__Given text__

______

We will round it to a rational measure of thumb/20=1mm. (Remark: This is apparently the standard minimal measure called “the thickness of a golden denarius”).  Notice that the left hand side of (8.1) gives the volume of a cane with radius 1 measured from the center of its thickness. If, for example, we would measure the radius r=1 from 1/3 of the thickness, then the volume of the handle with d=0.1 will be

 

(8.2)  4π((1+2d/3)²-(1-d/3)²)=2.555…

 

almost the requested one. (We get even better approximation for density 19.32). The exact form of attachment of the handle to the lamp requires additional deliberations. On fig. 2 we presented a simplified picture of the attachment in a case of a flat handle.

 

9. The side branches and legs

 

   Now with all fixtures set, we will return to the issue of the form of the branches. Our simplified solution of straight branches was not exact because of the leftovers, as was mentioned at the end of Ch. 3. Since there are two conflicting opinions, of straight and of round branches, we suggest a compromise: let the branches be parabolas! With x being horizontal coordinate measured from the axis of the Menorah and z –the vertical coordinate measured from the bottom of the Menorah, the equation of the central line of a side branch is

 

(9.1) z=z_i+a_ix², where z₁=72, z₂=88, z₃=104.

 

The coefficients a_i are found from conditions

 

(9.2) z_i+a_ix_i²=144, where x₁=48, x₂=32, x₃=16.

 

The length of a parabola 

 

(9.3) l_i=∫ √(1+4a_i²x²) dx,    0≤x≤x_i

 

is given by the formula

 

(9.4) l_i=[t√(1+t²) +ln(t+√(1+t²)]/4/a_i , where t=2a_ix_i .

 

At each point of a parabola, we build the dodecagon with center at this point and perpendicular to the tangent to the parabola (the normal to the parabola will be one of the axis of the dodecagon). The branch is defined as the set of such dodecagons. It is easy to see that the volume of the branch is equal the length of the parabola times the area of cross-section 3 cm². From this volume we should subtract the part of the branch that is common with the bulb. In the first approximation we consider the side branch as a horizontal cylinder of radius r=√(3/p). The corresponding volume is given by the integral

 

(9.5) I=∫∫ a(1-y²/a²-z²/b²)^1/2dzdy,    y²+z²≤r²,

 

where a and b are defined in (4.5). This integral is transformed into polar coordinates, integrated analytically with the respect to the radius and numerically with respect to the polar angle. Its value is 3.9807 cm³. In the second approximation, we add to it the difference between the actual length of the parabola (9.1) inside the bulb and the semi-axis a, multiplied by the area of the cross-section 3. To the leading order it is

 

(9.6) ΔI_i=2a³a_i² .

______

__Rows from an object-pointing dataset__

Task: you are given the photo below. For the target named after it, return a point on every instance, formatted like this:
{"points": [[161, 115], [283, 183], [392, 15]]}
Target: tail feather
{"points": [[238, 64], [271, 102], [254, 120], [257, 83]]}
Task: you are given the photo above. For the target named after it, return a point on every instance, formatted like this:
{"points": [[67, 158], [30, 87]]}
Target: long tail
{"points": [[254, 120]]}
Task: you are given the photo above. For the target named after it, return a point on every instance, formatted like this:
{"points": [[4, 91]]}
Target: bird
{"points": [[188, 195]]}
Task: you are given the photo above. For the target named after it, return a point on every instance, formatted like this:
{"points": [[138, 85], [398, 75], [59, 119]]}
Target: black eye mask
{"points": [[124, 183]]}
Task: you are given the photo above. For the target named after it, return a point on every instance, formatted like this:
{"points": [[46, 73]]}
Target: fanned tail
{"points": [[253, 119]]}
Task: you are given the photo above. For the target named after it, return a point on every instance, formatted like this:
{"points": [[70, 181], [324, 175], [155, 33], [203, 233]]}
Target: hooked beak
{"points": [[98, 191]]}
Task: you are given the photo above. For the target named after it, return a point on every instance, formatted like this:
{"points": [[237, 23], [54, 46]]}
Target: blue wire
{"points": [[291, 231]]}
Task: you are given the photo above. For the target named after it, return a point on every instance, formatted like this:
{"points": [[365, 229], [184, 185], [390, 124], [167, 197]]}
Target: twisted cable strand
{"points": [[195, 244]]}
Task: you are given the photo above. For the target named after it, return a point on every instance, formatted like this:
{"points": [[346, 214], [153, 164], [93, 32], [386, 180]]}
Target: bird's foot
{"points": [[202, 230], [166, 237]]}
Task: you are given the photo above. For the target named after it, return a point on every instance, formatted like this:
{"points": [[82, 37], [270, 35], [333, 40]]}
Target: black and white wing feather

______

__What is needed__
Reproduce the Menorah text between "The length of a" and "where t=2a_ix_i .", inclusive, word for word. These records are separate from the Menorah text.

__Finished task__
The length of a parabola 

 

(9.3) l_i=∫ √(1+4a_i²x²) dx,    0≤x≤x_i

 

is given by the formula

 

(9.4) l_i=[t√(1+t²) +ln(t+√(1+t²)]/4/a_i , where t=2a_ix_i .